Search the listing below for the word "task" and return each line that contains it.

▶ _PROVIDED ENTRIES_
++++++++++

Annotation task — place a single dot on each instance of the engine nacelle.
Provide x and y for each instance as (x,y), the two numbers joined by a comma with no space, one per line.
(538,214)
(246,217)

++++++++++

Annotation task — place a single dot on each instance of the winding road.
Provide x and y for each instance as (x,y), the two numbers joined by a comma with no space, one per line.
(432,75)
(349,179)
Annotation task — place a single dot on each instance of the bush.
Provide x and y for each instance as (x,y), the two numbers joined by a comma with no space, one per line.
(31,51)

++++++++++

▶ _SOLVED PROBLEM_
Annotation task — place a single dot on each instance of the engine nacelle.
Annotation task — place a single dot on each instance of the winding road.
Annotation task — place a single dot on each instance of the bush.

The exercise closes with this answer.